[Referring expression pointing data]
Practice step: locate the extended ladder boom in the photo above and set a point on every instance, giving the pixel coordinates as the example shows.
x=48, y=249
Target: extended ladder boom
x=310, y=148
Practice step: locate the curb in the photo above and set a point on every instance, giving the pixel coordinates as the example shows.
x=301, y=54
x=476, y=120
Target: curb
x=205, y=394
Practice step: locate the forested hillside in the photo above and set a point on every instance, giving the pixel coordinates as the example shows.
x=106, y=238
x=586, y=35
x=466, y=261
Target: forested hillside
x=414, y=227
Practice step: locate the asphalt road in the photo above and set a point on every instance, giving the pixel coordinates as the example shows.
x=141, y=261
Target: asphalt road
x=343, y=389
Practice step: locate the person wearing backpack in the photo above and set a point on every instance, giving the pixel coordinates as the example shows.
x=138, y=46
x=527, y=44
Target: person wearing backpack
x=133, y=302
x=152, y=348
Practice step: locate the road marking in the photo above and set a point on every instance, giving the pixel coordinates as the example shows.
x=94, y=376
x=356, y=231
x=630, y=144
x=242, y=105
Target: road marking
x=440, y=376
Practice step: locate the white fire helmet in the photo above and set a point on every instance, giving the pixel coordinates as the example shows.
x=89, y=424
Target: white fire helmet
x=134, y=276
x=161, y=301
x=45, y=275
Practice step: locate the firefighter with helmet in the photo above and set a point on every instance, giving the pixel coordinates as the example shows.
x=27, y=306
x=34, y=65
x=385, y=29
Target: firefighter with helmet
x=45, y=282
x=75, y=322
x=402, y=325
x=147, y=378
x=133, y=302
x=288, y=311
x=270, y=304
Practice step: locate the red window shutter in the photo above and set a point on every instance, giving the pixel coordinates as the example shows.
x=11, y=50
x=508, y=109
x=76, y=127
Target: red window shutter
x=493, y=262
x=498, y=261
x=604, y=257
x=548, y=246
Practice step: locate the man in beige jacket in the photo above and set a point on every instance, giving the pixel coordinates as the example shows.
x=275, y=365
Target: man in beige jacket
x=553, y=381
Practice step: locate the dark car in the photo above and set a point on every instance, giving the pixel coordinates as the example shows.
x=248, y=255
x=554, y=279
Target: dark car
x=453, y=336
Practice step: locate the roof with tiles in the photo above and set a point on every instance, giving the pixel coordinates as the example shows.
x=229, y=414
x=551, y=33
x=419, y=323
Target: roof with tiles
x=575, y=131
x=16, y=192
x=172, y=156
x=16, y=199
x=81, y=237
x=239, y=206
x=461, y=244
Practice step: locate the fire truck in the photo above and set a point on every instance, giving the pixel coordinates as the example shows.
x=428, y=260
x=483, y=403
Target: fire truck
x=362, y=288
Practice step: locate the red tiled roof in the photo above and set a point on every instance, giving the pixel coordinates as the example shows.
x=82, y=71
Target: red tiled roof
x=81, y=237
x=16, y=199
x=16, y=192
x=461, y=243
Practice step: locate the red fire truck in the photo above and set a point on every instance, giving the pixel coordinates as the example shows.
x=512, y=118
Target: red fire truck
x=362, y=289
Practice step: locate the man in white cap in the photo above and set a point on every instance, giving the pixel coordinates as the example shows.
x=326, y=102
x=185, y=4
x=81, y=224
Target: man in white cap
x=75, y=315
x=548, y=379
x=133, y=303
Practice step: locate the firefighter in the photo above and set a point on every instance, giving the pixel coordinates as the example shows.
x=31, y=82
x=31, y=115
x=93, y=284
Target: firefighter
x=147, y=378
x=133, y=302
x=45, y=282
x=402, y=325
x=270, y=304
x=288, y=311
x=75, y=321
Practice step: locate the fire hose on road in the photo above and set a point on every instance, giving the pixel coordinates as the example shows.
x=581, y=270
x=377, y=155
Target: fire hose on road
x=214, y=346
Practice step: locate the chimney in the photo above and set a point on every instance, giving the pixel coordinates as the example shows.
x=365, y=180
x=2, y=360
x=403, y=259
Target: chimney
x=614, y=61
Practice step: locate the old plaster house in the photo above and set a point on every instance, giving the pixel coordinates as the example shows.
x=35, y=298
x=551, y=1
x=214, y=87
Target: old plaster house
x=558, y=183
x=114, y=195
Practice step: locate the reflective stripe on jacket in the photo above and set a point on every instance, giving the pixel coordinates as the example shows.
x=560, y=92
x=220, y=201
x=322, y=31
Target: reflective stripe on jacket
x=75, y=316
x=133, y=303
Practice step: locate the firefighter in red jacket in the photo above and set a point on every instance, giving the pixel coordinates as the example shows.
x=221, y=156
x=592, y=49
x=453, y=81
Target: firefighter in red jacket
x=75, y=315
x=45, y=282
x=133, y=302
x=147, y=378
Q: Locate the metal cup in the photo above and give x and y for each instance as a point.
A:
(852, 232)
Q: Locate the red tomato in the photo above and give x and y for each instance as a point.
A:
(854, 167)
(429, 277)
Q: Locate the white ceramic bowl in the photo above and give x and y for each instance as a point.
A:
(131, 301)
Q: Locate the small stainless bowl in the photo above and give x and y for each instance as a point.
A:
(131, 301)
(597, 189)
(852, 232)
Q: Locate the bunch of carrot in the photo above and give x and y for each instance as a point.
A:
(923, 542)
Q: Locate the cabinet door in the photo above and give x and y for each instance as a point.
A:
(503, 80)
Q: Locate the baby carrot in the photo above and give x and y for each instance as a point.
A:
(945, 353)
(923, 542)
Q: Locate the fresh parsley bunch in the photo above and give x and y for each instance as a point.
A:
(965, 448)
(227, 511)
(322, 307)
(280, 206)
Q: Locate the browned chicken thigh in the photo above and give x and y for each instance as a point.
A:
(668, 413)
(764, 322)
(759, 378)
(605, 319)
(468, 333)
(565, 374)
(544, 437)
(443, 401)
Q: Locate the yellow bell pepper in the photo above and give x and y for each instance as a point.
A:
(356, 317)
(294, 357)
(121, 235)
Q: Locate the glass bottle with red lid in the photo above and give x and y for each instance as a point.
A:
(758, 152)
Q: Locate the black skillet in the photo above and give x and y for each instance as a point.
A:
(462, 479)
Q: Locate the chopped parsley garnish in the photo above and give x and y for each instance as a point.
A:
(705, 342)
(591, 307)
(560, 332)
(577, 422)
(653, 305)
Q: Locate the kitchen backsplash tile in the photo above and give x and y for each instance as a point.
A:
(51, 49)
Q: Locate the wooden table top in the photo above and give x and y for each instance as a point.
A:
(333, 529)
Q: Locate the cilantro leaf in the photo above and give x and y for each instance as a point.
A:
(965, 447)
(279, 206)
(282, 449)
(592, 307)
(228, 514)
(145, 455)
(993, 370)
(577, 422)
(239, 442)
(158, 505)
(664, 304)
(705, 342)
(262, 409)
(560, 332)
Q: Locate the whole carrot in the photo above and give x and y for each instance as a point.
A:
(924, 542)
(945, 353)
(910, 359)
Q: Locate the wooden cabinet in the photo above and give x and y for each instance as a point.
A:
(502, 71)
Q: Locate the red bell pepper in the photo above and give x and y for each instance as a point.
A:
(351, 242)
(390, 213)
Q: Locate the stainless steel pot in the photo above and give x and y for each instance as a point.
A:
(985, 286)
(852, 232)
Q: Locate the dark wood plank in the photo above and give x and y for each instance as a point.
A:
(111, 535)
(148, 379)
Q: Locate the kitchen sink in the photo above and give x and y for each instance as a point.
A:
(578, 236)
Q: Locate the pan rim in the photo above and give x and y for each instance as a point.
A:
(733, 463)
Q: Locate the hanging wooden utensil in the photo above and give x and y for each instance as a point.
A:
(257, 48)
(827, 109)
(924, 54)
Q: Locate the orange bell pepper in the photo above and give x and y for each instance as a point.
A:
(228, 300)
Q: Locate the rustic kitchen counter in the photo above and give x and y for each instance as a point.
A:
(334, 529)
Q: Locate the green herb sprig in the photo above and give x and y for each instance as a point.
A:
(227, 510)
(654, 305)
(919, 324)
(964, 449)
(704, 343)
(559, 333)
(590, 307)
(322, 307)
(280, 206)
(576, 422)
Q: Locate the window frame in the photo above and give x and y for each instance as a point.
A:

[EXERCISE PROMPT]
Search the entries for the string "bell" and return each line where it turns up.

[REPLY]
Q: Locate the yellow bell pepper in the photo above and give x and y for each instance as a point.
Q: Locate the red bell pepper in the photo above and give x and y for each instance as a point.
Q: Locate the orange bell pepper in the photo above and give x and y for each instance as a point.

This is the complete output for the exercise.